• [Task brief]:
Copy every line from the one containing "For the benchmark, indicate the guinness" through the last line of the records below, both included, and nothing else.

___ Material provided ___

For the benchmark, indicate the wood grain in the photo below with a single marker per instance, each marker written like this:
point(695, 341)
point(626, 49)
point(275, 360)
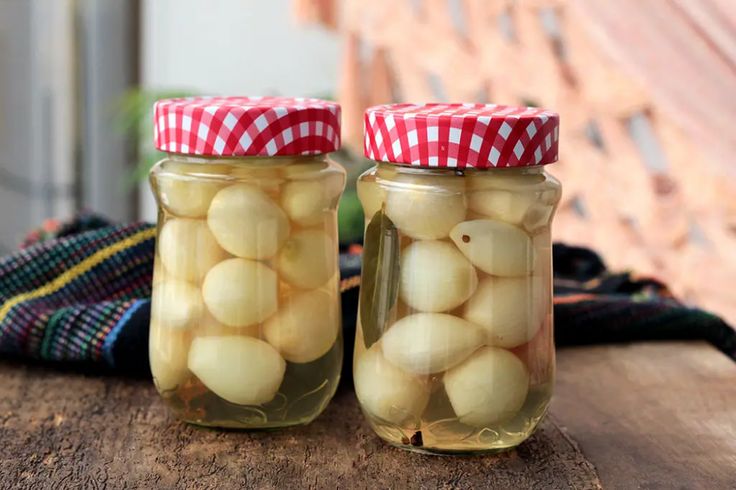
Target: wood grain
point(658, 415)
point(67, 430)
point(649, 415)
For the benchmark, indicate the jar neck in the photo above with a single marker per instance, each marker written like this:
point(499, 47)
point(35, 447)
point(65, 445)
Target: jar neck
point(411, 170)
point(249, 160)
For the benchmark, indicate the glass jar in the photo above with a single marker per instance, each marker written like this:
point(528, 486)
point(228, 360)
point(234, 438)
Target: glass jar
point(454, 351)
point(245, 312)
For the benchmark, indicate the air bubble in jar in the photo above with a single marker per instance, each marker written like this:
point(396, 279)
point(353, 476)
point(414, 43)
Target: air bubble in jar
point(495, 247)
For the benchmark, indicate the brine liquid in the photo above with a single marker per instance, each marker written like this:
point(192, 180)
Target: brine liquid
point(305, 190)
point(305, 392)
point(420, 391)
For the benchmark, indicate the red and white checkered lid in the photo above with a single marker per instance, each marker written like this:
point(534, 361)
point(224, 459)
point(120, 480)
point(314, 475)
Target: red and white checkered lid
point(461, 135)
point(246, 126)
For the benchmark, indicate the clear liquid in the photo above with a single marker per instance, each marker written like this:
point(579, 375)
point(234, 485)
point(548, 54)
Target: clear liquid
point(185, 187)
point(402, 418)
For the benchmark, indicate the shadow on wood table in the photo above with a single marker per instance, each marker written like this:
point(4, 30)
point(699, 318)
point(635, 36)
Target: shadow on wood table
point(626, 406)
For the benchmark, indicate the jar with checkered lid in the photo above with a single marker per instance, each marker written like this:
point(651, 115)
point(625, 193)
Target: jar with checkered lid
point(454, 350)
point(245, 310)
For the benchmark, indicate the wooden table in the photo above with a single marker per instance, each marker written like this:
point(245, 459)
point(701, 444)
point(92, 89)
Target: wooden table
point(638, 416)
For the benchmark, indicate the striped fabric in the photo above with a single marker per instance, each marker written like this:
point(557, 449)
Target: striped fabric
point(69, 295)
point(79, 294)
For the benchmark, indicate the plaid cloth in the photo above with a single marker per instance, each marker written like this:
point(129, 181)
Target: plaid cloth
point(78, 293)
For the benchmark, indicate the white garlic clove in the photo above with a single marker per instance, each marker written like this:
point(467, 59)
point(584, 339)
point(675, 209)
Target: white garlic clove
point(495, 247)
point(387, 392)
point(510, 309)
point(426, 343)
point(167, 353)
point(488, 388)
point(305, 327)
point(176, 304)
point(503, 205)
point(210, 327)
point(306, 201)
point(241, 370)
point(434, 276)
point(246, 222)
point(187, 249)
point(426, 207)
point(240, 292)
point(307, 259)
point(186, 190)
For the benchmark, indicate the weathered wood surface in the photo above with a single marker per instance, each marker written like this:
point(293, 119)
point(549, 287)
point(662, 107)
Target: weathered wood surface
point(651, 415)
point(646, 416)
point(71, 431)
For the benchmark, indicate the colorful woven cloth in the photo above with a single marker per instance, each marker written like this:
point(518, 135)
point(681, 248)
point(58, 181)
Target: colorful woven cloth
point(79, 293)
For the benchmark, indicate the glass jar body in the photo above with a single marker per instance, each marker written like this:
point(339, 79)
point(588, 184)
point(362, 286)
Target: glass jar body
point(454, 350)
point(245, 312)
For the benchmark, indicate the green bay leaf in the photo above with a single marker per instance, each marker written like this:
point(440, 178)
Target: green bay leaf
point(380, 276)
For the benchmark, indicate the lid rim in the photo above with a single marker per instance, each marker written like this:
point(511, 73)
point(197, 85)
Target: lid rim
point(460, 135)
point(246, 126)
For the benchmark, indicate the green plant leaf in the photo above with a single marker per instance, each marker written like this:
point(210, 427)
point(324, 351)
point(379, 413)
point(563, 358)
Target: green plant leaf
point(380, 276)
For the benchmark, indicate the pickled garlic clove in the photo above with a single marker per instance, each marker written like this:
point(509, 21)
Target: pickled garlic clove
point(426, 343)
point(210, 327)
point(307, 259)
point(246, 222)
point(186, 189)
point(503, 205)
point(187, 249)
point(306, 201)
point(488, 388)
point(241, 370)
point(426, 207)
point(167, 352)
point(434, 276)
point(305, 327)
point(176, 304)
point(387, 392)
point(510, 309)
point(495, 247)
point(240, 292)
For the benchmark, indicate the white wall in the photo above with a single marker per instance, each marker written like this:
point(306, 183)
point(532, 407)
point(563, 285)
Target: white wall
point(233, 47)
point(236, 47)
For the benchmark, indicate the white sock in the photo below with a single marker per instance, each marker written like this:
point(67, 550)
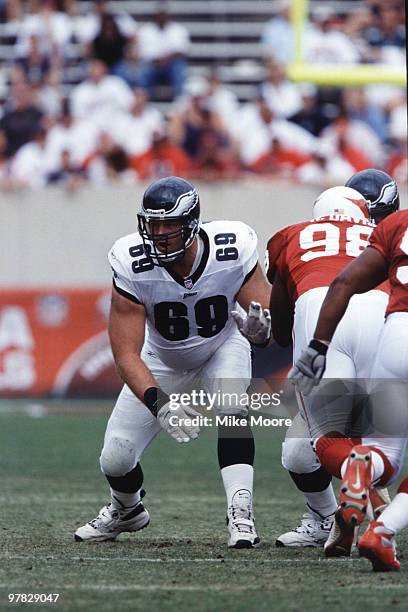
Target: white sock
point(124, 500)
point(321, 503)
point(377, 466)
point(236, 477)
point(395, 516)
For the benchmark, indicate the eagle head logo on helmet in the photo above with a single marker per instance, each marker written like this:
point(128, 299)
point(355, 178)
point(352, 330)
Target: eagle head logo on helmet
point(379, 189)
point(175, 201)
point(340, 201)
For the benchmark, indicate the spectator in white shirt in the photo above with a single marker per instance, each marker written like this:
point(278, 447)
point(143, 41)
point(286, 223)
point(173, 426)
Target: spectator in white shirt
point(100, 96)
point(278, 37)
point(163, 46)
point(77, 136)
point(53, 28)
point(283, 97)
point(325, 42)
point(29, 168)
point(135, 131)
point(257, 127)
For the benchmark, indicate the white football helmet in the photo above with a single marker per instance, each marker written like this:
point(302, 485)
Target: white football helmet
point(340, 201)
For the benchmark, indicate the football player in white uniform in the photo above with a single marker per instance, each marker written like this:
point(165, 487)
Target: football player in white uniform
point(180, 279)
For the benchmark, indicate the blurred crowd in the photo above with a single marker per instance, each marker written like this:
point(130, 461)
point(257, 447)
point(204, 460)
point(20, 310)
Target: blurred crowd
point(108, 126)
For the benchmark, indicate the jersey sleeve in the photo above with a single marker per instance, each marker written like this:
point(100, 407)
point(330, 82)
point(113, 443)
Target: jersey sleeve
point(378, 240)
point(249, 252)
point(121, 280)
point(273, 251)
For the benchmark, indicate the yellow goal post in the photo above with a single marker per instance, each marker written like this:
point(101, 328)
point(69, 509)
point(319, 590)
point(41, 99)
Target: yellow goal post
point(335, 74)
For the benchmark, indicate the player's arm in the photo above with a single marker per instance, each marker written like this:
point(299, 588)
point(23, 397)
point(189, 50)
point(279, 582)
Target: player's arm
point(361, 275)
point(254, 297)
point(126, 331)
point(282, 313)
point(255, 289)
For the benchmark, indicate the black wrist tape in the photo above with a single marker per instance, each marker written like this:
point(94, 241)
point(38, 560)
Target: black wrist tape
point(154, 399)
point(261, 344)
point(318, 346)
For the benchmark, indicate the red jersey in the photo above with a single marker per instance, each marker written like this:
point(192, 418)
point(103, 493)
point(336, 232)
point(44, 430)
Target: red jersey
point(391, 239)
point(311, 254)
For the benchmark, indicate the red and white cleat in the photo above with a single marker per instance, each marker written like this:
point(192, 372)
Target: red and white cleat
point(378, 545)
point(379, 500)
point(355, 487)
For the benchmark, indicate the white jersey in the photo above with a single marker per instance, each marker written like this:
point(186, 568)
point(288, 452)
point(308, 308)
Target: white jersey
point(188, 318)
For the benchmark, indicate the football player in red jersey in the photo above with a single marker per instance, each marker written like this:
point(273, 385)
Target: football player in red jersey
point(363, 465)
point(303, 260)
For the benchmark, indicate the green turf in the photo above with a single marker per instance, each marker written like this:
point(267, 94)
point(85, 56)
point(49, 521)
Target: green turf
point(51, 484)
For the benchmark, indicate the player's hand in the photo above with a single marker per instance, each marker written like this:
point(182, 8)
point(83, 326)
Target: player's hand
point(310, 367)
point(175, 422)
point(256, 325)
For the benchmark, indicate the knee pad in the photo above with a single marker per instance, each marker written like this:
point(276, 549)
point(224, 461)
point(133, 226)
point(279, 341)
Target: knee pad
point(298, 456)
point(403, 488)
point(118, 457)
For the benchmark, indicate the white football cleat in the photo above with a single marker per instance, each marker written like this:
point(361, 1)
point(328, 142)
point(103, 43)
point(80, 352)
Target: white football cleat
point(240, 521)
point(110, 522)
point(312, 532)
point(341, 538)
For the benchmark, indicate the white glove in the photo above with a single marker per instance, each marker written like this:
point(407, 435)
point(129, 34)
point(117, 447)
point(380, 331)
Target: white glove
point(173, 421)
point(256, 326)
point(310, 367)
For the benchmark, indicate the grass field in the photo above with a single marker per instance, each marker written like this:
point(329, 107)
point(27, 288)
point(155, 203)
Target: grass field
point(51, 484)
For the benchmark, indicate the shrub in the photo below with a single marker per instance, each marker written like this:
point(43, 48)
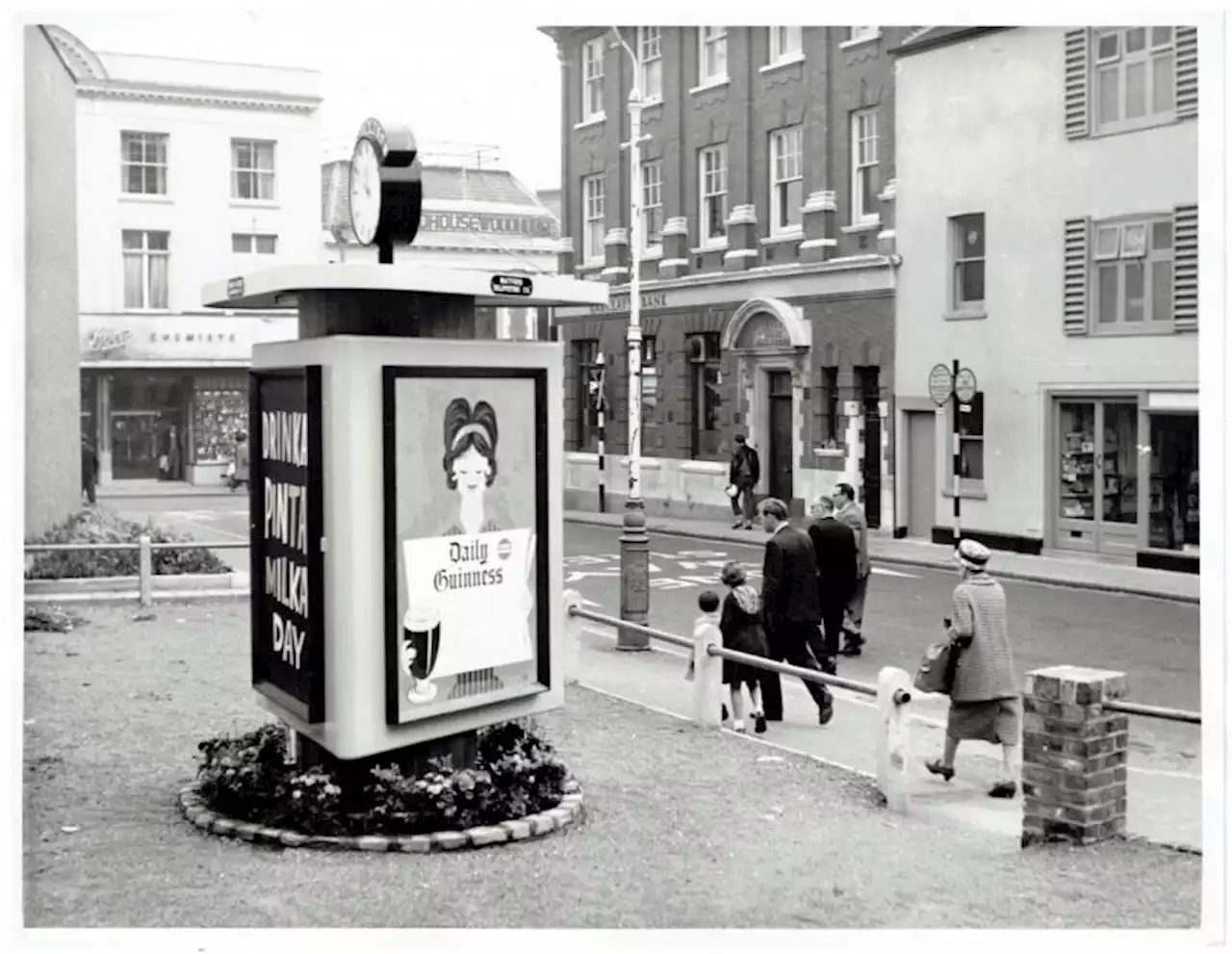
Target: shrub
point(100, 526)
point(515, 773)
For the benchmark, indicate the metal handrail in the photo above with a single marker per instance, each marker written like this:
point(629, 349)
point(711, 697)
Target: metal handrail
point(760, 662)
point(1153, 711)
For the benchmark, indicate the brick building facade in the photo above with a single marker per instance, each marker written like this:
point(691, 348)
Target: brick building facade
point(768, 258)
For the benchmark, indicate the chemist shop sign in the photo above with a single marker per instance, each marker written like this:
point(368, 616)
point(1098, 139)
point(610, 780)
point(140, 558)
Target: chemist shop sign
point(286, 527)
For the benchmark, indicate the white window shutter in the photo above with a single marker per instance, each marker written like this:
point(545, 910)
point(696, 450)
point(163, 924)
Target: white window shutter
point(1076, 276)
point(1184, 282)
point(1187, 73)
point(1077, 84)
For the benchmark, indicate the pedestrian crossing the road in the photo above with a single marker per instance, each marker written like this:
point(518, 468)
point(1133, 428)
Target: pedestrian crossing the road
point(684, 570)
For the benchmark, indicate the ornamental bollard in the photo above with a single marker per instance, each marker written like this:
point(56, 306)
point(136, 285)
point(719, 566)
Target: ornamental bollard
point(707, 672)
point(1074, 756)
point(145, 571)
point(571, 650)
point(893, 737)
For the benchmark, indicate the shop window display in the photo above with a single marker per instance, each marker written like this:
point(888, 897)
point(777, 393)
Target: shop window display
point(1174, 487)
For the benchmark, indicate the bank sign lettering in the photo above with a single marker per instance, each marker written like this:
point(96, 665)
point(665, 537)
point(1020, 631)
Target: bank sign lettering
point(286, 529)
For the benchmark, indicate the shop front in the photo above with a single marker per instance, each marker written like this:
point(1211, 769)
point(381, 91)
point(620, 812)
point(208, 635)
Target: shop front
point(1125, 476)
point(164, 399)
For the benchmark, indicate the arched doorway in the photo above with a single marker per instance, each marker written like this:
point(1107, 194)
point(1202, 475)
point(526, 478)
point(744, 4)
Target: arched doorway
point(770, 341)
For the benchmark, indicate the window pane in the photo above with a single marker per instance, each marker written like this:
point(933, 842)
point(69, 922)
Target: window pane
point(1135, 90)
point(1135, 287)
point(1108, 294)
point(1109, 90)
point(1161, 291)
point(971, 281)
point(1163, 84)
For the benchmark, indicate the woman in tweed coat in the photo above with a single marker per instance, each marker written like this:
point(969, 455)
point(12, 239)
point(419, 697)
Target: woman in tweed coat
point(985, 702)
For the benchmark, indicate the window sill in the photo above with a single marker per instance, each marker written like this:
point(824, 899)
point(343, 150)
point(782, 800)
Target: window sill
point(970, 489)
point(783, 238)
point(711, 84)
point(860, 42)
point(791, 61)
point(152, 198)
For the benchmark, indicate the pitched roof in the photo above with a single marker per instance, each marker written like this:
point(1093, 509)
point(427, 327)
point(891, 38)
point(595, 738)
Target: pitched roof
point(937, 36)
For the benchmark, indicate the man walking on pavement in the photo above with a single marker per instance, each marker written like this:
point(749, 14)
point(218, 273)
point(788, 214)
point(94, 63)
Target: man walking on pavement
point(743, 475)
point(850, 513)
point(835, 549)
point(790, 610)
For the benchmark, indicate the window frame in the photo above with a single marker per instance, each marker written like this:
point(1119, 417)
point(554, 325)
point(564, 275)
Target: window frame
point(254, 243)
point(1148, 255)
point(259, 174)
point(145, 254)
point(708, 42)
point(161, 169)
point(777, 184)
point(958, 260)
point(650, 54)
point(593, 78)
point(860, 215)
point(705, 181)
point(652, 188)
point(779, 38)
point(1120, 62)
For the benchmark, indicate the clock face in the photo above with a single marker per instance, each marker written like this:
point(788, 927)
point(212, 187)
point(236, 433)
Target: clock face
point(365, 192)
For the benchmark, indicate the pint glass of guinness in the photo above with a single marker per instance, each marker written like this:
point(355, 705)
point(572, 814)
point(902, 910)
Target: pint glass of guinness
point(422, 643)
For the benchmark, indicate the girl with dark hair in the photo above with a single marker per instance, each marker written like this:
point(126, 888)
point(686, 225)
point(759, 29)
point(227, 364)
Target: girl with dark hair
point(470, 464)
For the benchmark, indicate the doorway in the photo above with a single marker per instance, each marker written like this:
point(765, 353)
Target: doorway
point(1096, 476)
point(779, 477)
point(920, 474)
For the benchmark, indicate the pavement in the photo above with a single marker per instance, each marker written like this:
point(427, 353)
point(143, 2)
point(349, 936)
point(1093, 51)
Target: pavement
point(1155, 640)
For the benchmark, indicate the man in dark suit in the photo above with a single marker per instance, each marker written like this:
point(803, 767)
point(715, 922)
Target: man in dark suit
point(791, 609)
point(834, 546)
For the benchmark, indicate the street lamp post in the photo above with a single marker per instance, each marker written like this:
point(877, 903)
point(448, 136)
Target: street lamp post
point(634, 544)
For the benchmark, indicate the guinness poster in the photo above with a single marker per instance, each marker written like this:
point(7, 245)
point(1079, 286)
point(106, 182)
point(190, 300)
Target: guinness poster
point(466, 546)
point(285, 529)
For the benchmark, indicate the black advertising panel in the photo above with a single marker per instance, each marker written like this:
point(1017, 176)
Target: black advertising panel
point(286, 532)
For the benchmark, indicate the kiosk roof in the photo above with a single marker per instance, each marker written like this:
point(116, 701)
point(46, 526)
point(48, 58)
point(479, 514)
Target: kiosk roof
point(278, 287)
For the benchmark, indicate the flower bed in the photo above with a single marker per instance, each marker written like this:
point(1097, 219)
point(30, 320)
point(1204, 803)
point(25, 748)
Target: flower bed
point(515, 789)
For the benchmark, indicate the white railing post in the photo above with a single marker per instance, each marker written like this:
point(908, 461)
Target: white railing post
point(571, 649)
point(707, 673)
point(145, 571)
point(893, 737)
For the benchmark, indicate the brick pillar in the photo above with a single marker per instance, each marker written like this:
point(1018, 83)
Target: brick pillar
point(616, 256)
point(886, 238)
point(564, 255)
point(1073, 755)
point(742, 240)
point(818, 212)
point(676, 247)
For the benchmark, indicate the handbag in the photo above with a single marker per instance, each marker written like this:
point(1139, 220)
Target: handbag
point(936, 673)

___

• [Answer below]:
For the benchmark, indicate the guinness poster in the photo above with a single marker per instance, each marker written like this:
point(7, 245)
point(1079, 286)
point(106, 182)
point(190, 300)
Target: guinness poster
point(466, 546)
point(285, 529)
For the benchmark, indicate the black advertising panel in the photo above with a single marker per instance, each marker written like this:
point(1017, 176)
Target: black advertising panel
point(286, 532)
For the benchmark, indicate the kiosk roof in the photo above with a single marker per instance, each marker written like this:
point(116, 701)
point(46, 526)
point(48, 58)
point(479, 514)
Target: kiosk roof
point(278, 287)
For the benchmark, indicate the flower bed in the photo above with a single marker per instance, each marker written like this:
point(1097, 219)
point(30, 320)
point(1204, 803)
point(25, 748)
Target: flower bed
point(515, 789)
For the benchmark, indicate the white railing post in the photo above with a single marker per instance, each marker written like this:
point(908, 461)
Target: white railing post
point(571, 649)
point(707, 673)
point(145, 571)
point(893, 737)
For the benchmark, indicate the brick pillar in the photo above with a single marker per instance, each marker written like this:
point(1018, 83)
Target: brick pillar
point(616, 256)
point(886, 238)
point(564, 255)
point(1073, 755)
point(742, 240)
point(818, 212)
point(676, 247)
For the benchmark, indicate the handbag in the photo above with a single marker per instance, each marker written like this:
point(1139, 220)
Target: handbag
point(936, 673)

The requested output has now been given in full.